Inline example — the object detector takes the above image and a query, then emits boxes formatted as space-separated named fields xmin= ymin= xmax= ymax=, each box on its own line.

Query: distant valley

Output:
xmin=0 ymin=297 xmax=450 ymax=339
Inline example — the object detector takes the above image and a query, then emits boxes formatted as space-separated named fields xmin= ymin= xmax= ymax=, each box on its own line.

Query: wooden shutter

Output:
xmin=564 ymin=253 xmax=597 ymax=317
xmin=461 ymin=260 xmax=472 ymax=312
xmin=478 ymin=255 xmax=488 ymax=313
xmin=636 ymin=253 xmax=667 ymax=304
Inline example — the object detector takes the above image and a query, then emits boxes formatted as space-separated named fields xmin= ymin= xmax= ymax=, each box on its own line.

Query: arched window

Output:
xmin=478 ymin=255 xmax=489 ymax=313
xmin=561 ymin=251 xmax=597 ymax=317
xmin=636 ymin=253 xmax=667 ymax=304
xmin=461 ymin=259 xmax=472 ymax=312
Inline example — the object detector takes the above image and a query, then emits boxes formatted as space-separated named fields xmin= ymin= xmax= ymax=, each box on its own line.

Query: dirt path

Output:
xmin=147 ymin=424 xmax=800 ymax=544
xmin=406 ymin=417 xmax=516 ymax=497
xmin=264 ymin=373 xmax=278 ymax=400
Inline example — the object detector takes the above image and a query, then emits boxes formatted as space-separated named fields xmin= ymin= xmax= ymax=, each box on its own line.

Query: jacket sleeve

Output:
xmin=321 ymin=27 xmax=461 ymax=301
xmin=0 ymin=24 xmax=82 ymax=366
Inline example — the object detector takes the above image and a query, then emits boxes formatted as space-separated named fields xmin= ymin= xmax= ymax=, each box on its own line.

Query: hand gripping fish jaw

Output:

* * *

_WHAT NEEDS TO BE DONE:_ Put every line of the records above into a numbered list, leaving out the blank lines.

_ANSWER IN FULL:_
1. Inline example — the object detector takes the above image and a query, then emits boxes formatted as space-separated named fields xmin= ymin= xmax= ymax=, each box on its own line.
2. Query: distant valley
3. Output:
4. xmin=0 ymin=297 xmax=450 ymax=339
5. Inline example — the object detector takes the above image and a query, then emits boxes formatted as space-separated named fields xmin= ymin= xmax= ymax=, each box on its own line.
6. Query: wooden shutter
7. Output:
8. xmin=564 ymin=253 xmax=597 ymax=317
9. xmin=461 ymin=260 xmax=472 ymax=312
10. xmin=478 ymin=255 xmax=488 ymax=313
11. xmin=636 ymin=253 xmax=667 ymax=304
12. Inline example — the object detector takes the above image and a query, then emits boxes formatted as space-separated named fields xmin= ymin= xmax= ymax=, each box on its own line.
13. Query: arched window
14. Output:
15. xmin=478 ymin=255 xmax=489 ymax=313
16. xmin=561 ymin=251 xmax=597 ymax=317
17. xmin=636 ymin=253 xmax=667 ymax=304
18. xmin=461 ymin=259 xmax=472 ymax=312
19. Inline example — the object detector takes the above image and a query, then emits boxes formatted as space-separated named fields xmin= ymin= xmax= ymax=, each box on its own line.
20. Query: dirt path
21. Output:
22. xmin=147 ymin=424 xmax=800 ymax=544
23. xmin=406 ymin=417 xmax=516 ymax=497
24. xmin=264 ymin=373 xmax=278 ymax=400
25. Inline example — the object detector takes the above image and a query, then emits boxes formatted as space-separated named fields xmin= ymin= xmax= ymax=, each box on its own line.
26. Query: jacket sleeve
27. Output:
28. xmin=321 ymin=27 xmax=461 ymax=301
29. xmin=0 ymin=24 xmax=82 ymax=366
30. Inline example — the object detector takes the above image and a query, then emits boxes formatted as space-separated named fields xmin= ymin= xmax= ymax=, each box on its own line.
31. Query: hand gripping fish jaw
32. Output:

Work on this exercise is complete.